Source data
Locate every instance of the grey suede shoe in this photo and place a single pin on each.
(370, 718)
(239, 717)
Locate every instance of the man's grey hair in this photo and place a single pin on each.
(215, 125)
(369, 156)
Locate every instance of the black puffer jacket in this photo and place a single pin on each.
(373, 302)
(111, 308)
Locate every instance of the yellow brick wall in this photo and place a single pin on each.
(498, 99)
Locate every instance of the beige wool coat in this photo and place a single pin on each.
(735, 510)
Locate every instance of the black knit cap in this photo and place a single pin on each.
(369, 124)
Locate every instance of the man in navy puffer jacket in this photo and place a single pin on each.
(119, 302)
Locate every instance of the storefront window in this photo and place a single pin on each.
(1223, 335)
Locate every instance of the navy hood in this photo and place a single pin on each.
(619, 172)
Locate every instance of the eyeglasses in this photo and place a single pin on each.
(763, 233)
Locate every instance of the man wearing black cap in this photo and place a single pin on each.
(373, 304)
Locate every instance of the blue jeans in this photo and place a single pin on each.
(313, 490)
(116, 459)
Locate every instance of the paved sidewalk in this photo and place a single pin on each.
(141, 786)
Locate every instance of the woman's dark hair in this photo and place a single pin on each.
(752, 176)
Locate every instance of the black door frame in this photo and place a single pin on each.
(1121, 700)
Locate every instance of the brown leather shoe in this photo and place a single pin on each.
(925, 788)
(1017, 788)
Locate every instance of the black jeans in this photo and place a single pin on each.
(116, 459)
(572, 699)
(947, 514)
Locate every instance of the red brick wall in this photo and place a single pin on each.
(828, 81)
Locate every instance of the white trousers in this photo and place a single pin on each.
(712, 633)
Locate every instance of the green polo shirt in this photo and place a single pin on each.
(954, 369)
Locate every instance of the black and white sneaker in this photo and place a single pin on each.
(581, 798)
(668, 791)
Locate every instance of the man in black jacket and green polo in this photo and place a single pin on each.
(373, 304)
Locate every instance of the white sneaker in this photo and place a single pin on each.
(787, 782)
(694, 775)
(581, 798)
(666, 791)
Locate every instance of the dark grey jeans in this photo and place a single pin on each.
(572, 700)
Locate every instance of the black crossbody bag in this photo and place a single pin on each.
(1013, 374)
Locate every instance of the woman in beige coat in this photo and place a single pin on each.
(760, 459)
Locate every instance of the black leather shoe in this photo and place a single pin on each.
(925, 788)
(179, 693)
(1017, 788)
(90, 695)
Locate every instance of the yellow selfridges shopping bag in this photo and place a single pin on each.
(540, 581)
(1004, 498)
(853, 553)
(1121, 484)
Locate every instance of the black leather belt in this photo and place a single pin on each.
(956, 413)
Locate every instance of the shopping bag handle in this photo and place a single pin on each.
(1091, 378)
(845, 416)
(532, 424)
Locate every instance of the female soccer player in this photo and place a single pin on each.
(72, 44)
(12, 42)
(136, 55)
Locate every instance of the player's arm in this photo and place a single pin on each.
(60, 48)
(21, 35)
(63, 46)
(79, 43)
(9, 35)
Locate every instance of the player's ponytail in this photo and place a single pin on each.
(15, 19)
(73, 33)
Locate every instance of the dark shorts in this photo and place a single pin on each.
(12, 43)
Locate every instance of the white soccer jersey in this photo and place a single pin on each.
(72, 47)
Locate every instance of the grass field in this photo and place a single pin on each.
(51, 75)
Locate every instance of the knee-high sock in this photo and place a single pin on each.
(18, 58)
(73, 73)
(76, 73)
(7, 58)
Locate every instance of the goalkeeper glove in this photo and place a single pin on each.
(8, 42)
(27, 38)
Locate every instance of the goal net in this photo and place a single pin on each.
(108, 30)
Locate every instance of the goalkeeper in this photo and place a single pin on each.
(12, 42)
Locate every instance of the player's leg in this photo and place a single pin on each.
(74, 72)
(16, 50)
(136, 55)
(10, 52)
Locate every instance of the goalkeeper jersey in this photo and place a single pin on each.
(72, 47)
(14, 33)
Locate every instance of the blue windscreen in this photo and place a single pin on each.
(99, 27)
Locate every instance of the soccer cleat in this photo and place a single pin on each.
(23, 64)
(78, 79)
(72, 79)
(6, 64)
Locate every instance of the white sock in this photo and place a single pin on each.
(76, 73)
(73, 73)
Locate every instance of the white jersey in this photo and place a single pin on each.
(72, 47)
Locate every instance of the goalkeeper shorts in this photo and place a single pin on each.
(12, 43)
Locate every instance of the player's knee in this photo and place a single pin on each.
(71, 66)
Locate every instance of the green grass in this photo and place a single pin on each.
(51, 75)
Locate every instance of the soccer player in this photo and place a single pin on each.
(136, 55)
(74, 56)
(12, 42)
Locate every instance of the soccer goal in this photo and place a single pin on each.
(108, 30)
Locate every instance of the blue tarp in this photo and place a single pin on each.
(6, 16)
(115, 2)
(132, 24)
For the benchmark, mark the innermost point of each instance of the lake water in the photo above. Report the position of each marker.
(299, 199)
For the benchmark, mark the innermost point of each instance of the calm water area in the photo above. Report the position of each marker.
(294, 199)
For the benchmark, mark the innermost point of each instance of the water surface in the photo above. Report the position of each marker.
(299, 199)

Exercise task =>
Write out all of the items above as a two-column CSV with the header "item_text,answer", one row per item. Put each item's text and its answer in a single quoted field each, with any line breaks replaced by spaces.

Response =>
item_text,answer
"Locate every instance of the grey suede shoe in this photo and place a single pin on each.","(370, 718) (239, 717)"
"Locate every instance of the man's grey hair in this photo and place a single pin on each.","(215, 125) (369, 156)"
"Locate every instance of the black puffer jacket in this photo and place a single pin on each.","(373, 302) (111, 308)"
"Locate every instance of the yellow brick wall in this photo and place a single pin on each.","(498, 99)"
"Locate every instance of the beige wool coat in this photo and place a single pin on each.","(735, 510)"
"Locate every instance of the black knit cap in this photo and place a single pin on each.","(369, 124)"
"Locate every instance of the man in navy puffer jacket in this photo and place a single pin on each.","(119, 302)"
"Locate every instance of the storefront window in this photo and place a single pin on each.","(1223, 335)"
"Locate every instance of the navy hood in this photo and place a single pin on each.","(619, 172)"
"Locate every instance of the eyeglasses in this photo and place a single pin on each.","(763, 233)"
"Locate every instance of the man wearing black cap in this photo and place a single pin on each.","(373, 304)"
"Locate every instance of the blue jeans in this photo and place a single pin on each.","(313, 490) (116, 459)"
"Locate every instance of the paved sidewalk in this photo and place a single pin on each.","(141, 786)"
"Locate every instance of the woman's dark hair in this photo and place a single pin on each.","(752, 176)"
"Locate every instance of the black door frame in this photo and place a single pin on each.","(1121, 700)"
"Locate every instance of the brown leather shoe in this photo and place a single pin on each.","(925, 788) (1017, 788)"
"Locate every instance of the black jeans in this photo and place a single pin on each.","(116, 459) (572, 699) (947, 514)"
"Locate every instance of the red brick wall in this photo and place a single pin on each.","(828, 81)"
"Locate every instance of the white trousers in this photo and place a single pin on each.","(712, 633)"
"Locate every instance of the green polo shirt in this photo and place a single pin on each.","(954, 369)"
"Locate every instance of the black and white sneaker in this photo and place a single pin on each.","(581, 798) (668, 791)"
"Locate every instance of the man in black jacket and green polo in this photo and place a single pin on each.","(373, 304)"
"Locate every instance of the white sneaker in this photo and place a single pin on each.","(787, 782) (694, 775) (581, 798) (666, 791)"
"Locate every instance of the dark grey jeans in this photo and place a single pin on each.","(572, 700)"
"Locate every instance of the black crossbody bag in this photo and place a single pin on each.","(1013, 374)"
"Locate every instance of the woman in beige coat in this photo and place a single pin on each.","(760, 459)"
"Locate every instance of the black leather shoe in this photo and place a single pin on each.","(925, 788) (179, 693) (1017, 788) (90, 695)"
"Locate every instance of the yellow selfridges shopping bag in this photo and place a single pin on each.","(540, 581) (1004, 498) (853, 553) (1121, 484)"
"Locate every instance of the black leather belt in this photo and place a single pin on each.","(956, 413)"
"Locate every instance of the shopping bag handle in this photo and place a single pin on each.","(1091, 378) (845, 416) (532, 424)"
"Locate every instance of the female soccer player in this photo and place a single pin on each.","(72, 44) (12, 42) (136, 55)"
"Locate every instance of the player's arm in this photo and place a single pin on each.","(60, 48) (21, 35) (63, 46) (79, 43) (9, 35)"
"Locate every instance of the player's ponytail in this photo and place a single pin on each.","(15, 19) (73, 33)"
"Locate every instance of the dark shorts in this photo and place a single pin on each.","(12, 43)"
"Locate every instance of the white soccer jersey in this photo and place a single pin on each.","(72, 47)"
"Locate every instance of the grass field in this photo and place a single pin on each.","(51, 75)"
"Locate every instance of the knee-high sock in this photo and place a single pin on each.","(18, 58) (73, 73) (76, 73) (7, 58)"
"Locate every instance of the goalkeeper glove in this photo and place a single pin on each.","(8, 42) (27, 38)"
"Locate every instance of the goal net in this photo and place a single pin on each.","(108, 30)"
"Locate every instance of the goalkeeper in this photo and place a single pin on each.","(12, 42)"
"Locate every instance of the player's leg in this photo and place a single pin on each.","(74, 72) (16, 50) (136, 55) (10, 52)"
"Locate every instance of the goalkeeper jersey in this photo and place a single pin on each.","(72, 47) (14, 33)"
"Locate every instance of the blue windscreen in this photo and place a single pin on each.","(99, 27)"
"Locate every instance of the soccer cleat in this photo and place a single pin on each.","(23, 64) (78, 79) (72, 79) (6, 64)"
"Locate every instance of the white sock in this photo and place a single pin on each.","(76, 73) (73, 73)"
"Locate every instance of the white jersey in this photo and place a single pin on each.","(72, 47)"
"Locate every instance of the goalkeeper shorts in this photo and place a single pin on each.","(12, 43)"
"Locate every instance of the player's knee in this photo and place a single pin on each.","(71, 66)"
"Locate every instance of the green grass in this photo and place a single pin on each.","(51, 75)"
"Locate every instance of the soccer player in this photo and place a single pin on each.","(136, 55) (74, 56) (12, 42)"
"Locate every instance of the soccer goal in this photo and place a single pin on each.","(108, 30)"
"Locate every instance of the blue tarp in this photo and place a single pin on each.","(6, 16) (115, 2) (132, 24)"
"For the benchmark, mark the innermost point of each instance of the lake water in the photo above. Report the position of each marker.","(299, 199)"
"For the benchmark, mark the innermost point of each instance of the calm water area in the photo above. Report the position of each marker.","(294, 199)"
"For the benchmark, mark the innermost point of each instance of the water surface in the photo above. Report the position of each marker.","(299, 199)"